BOSTON, Mass. (March 15, 2016) – A new condominium developed by Urban Spaces of Cambridge has been LEED Gold certified by the United States Green Building Council (USGBC), making it the first Boston condominium project to achieve this level of green building certification.

The Lancaster, located at 1501 Commonwealth Avenue between Boston University and Boston College in Boston’s Brighton neighborhood, has 55 units and sits adjacent to the MBTA’s Green Line.

LEED, or Leadership in Energy and Environmental Design, buildings use less water and energy and reduce greenhouse gas emissions, among many more benefits to the people who live there, the community and the environment.

“The Lancaster’s LEED Gold Certification demonstrates tremendous green building leadership,” said Rick Fedrizzi, the CEO and Founding Chair of the USGBC. “The urgency of USGBC’s mission has challenged the industry to move faster and reach further than ever before. Given the extraordinary importance of climate protection and the central

role of the building industry in that effort, Urban Spaces demonstrates their leadership through their LEED certification of The Lancaster. With The Lancaster, Urban Spaces serves as a prime example of just how much can be accomplished.”

“We are honored to receive the LEED Gold Certification for The Lancaster,” said Paul Ognibene, the founder and CEO of Urban Spaces. “The Lancaster has been a labor of love for us. And now to know that The Lancaster is the very first condominium in Boston to receive the Gold designation makes this project even more special for all of us who worked on it.”

“It is comforting to know that the families who call The Lancaster their home will benefit from lower energy and water bills and better air quality while leaving a smaller environmental footprint behind for many generations to come,” Ognibene said.

[Referring expression grounding data]

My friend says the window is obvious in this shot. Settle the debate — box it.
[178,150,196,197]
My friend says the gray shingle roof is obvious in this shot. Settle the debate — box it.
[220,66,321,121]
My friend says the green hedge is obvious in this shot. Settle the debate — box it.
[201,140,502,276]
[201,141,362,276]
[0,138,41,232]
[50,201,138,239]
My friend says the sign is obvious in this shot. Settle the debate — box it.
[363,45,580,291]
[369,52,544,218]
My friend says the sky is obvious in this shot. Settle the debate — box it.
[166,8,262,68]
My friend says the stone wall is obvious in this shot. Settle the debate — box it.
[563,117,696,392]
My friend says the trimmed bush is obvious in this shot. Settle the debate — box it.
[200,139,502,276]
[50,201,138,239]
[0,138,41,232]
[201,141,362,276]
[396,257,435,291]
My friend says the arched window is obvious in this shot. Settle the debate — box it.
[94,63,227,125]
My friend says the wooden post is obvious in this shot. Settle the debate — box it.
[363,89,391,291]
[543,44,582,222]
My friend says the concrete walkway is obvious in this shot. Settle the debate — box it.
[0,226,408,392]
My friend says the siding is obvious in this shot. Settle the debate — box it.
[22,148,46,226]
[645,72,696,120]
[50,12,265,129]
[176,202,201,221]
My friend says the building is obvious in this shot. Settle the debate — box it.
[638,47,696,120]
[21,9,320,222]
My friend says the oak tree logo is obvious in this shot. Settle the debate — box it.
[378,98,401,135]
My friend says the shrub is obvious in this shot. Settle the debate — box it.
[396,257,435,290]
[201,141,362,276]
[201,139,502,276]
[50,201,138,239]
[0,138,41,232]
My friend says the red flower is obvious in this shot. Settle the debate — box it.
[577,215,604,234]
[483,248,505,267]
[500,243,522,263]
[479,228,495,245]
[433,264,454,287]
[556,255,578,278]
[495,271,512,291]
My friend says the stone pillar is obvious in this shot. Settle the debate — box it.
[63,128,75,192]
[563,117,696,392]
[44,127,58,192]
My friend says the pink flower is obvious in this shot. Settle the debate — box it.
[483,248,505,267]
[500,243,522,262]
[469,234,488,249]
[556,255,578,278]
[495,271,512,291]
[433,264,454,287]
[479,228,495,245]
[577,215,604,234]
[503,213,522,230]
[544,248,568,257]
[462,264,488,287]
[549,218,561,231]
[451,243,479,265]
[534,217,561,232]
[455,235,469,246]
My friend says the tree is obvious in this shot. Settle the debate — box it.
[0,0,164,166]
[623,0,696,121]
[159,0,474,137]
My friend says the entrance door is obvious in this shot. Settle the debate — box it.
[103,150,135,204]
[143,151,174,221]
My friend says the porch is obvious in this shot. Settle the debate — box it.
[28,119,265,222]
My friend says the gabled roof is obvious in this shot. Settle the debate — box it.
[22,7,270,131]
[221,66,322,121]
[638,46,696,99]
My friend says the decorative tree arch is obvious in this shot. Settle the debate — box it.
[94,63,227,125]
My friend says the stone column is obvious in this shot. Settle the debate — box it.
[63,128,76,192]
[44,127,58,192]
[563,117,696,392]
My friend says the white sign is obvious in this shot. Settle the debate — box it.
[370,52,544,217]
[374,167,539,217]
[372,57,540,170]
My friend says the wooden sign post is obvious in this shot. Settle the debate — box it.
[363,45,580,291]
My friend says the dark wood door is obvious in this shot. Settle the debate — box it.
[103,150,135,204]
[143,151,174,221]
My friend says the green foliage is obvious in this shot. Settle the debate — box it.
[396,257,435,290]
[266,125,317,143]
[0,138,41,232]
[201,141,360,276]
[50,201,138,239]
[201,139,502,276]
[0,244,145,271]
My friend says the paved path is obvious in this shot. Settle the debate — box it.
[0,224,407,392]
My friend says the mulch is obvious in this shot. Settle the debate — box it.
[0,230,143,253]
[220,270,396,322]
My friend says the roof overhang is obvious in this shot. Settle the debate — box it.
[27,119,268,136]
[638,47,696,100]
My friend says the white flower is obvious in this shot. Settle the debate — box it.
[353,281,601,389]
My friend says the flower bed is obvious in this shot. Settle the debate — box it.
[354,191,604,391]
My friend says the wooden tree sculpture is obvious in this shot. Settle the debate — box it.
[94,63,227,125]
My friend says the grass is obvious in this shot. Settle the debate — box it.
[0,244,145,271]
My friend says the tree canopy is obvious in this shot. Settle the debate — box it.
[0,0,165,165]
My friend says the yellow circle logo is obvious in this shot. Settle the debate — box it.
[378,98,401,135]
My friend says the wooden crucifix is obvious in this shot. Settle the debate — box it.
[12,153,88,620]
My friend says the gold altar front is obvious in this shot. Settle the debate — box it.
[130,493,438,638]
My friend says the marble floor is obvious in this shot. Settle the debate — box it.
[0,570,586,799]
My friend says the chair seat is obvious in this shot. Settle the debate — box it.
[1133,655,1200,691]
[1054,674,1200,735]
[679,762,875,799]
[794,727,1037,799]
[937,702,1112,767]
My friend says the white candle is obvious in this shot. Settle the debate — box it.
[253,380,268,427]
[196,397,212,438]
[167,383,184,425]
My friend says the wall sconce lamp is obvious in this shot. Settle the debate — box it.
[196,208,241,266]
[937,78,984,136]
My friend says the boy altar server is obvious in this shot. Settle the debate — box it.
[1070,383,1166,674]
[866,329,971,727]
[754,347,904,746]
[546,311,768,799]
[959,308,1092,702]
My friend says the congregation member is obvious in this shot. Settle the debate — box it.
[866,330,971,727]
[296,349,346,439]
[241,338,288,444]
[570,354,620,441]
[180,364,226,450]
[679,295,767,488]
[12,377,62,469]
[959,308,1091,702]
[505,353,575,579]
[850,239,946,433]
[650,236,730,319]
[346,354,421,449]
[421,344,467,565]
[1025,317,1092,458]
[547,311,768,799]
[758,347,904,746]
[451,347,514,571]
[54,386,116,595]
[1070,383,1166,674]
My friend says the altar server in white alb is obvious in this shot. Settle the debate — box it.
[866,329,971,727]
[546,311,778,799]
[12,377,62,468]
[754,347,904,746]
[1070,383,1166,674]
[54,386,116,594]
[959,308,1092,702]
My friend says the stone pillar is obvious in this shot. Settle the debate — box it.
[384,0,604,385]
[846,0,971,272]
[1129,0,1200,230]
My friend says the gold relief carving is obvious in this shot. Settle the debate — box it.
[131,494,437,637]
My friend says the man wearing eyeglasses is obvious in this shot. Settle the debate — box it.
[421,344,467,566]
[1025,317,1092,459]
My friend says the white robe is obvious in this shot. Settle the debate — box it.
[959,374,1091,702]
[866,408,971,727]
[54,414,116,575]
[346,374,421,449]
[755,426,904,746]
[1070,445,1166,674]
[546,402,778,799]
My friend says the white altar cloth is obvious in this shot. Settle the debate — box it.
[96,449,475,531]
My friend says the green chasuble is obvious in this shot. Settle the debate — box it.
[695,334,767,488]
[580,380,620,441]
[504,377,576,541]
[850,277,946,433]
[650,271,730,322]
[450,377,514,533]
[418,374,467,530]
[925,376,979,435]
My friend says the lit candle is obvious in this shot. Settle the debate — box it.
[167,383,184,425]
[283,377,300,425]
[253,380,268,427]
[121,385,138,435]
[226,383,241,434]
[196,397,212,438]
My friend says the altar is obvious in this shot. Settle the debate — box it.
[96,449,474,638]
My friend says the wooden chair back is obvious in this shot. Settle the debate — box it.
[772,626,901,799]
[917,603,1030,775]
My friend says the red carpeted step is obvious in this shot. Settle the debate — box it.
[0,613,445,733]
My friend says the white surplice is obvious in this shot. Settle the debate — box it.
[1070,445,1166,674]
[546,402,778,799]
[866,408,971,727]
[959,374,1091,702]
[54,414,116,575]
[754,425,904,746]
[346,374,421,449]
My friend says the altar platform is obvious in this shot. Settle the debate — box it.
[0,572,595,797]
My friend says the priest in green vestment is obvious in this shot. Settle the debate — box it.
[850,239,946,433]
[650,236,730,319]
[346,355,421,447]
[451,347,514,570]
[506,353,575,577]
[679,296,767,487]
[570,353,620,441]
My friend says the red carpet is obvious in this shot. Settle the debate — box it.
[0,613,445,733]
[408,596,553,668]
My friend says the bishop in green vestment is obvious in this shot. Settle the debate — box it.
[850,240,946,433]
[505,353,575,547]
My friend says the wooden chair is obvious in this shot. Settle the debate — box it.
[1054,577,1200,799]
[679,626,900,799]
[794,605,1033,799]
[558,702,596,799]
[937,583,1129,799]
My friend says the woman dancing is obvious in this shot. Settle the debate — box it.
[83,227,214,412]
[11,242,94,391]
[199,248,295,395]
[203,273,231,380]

Work instruction 1 –
Answer these from the passage on The Lancaster's LEED Gold certification:
(a) How many units does The Lancaster have?
(b) What does LEED stand for?
(c) Who is the founder and CEO of Urban Spaces?
Work instruction 2 –
In the passage on The Lancaster's LEED Gold certification, recast the paragraph beginning "The Lancaster, located at 1501 Commonwealth Avenue" as a short bulleted list of its facts.
Work instruction 3 –
Resume the passage on The Lancaster's LEED Gold certification, picking up after its final sentence.

Response 1 –
(a) 55 units
(b) Leadership in Energy and Environmental Design
(c) Paul Ognibene

Response 2 –
- Address: 1501 Commonwealth Avenue, in Boston's Brighton neighborhood
- Position: between Boston University and Boston College
- Size: 55 units
- Transit: next to the MBTA's Green Line

Response 3 –
“The Lancaster achieved LEED Gold Certification because of a number of factors such as location and high performance mechanical systems—without sacrificing occupant comfort and satisfaction,” said Taza Vercruysse, project manager at CLEAResult, the consulting and verification services firm and LEED Green Rater for this project. “Urban Spaces has built a resource-efficient multi-family building that reduced waste during construction, maximizes performance, conserves energy, and is easy on the environment due to such features as its close proximity to public transportation.”

About Urban Spaces

The Lancaster was developed by Urban Spaces, a Cambridge-based real estate company which develops mid-sized residential and commercial projects in growing neighborhoods. Founded in 2004, Urban Spaces focuses on properties in close proximity to public transportation, universities, hospitals, and employment hubs.

About CLEAResult

CLEAResult is the largest provider of energy efficiency programs and services in North America. Through proven strategies tailored to clients’ unique needs and market dynamics, the combined strength of experienced energy experts and technology-enabled service offerings help CLEAResult change the way people use energy for hundreds of utility and business partners. Founded in 2003, CLEAResult is headquartered in Austin, Texas, and has close to 3,000 employees in more than 70 cities across the U.S. and Canada. CLEAResult is a portfolio company of General Atlantic, a leading global growth equity firm. For more information, visit clearesult.com.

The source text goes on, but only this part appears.